Action item. Please write the data out once more, exactly as it is given.

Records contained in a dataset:

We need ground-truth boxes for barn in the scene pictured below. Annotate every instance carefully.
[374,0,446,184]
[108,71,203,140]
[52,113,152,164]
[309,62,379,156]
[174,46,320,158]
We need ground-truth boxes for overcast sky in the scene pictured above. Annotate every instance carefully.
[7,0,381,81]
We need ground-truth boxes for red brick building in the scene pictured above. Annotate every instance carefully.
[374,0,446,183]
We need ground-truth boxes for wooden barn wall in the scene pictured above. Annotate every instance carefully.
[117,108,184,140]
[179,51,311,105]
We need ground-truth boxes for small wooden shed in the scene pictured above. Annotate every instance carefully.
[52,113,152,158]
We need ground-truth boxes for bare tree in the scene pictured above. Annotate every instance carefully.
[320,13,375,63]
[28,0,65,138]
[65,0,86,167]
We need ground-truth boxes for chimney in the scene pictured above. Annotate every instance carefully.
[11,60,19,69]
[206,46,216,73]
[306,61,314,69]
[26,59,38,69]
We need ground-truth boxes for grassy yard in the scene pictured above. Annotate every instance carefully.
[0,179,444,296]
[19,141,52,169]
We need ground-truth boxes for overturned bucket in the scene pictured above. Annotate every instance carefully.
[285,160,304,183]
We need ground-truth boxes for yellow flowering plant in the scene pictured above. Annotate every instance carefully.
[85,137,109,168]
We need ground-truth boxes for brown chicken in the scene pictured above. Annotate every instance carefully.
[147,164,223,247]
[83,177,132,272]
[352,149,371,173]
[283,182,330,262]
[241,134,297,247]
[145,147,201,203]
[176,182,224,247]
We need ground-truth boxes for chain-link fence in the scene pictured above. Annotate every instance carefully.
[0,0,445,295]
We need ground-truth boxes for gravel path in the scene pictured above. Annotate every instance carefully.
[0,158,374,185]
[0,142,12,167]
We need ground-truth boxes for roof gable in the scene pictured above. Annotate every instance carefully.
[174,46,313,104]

Worked solution.
We need ground-truth boxes for barn in the scene pictured below. Annotate every instance carefully.
[374,0,446,184]
[108,71,203,140]
[52,113,152,164]
[309,62,379,156]
[174,46,320,158]
We need ground-truth boxes for overcast sky in the scene pictured above. Annotate every instance carefully.
[7,0,381,81]
We need ground-truth boxes for red brick building in the scene pictured above. Annotate every instance carefully.
[374,0,446,183]
We need ground-truth boxes for wooden barn wall in the scene pictured above. Annotate every instance carefully.
[117,108,184,140]
[179,51,311,105]
We need ground-truth boxes for small wooden shed in the scene pictured above. Annotate every instance carefully.
[52,113,152,158]
We need ground-truth boxes for bare tree in the scene pictured above. Annotate every instance carefully.
[320,13,375,63]
[28,0,65,138]
[65,0,86,167]
We need ground-truth boxes for chimney in the scene pictured above. Annotate every instance carefully.
[11,60,19,69]
[206,46,216,73]
[306,61,314,69]
[26,59,38,69]
We need ground-truth boxes for grassy yard in the scene pictured above. Annotate every instance carefully.
[0,179,444,296]
[19,141,52,169]
We need ground-truth boxes for overturned bucket in the scene pictured above. Annotate every instance carefully.
[285,160,304,183]
We need ground-truth boxes for yellow flowering plant in the scene pictured above. Annotate every instance carefully.
[85,137,109,168]
We need ground-truth boxes for brown chicken in the scene pictured above. Annotate every instance carefully.
[147,164,223,247]
[83,177,132,272]
[352,149,371,173]
[283,182,330,262]
[241,134,297,247]
[145,147,201,203]
[176,182,224,247]
We need ground-truth boxes for chain-link fence in the scene pictured above. Annotate every instance carefully.
[0,0,445,295]
We need ground-truth boxes for gravel path in the scene pictured above. Annotate every instance carefully.
[0,158,374,185]
[0,142,12,167]
We need ground-truth boxes for roof gable in the scene pictured above. Annotate every instance carefully.
[174,46,313,104]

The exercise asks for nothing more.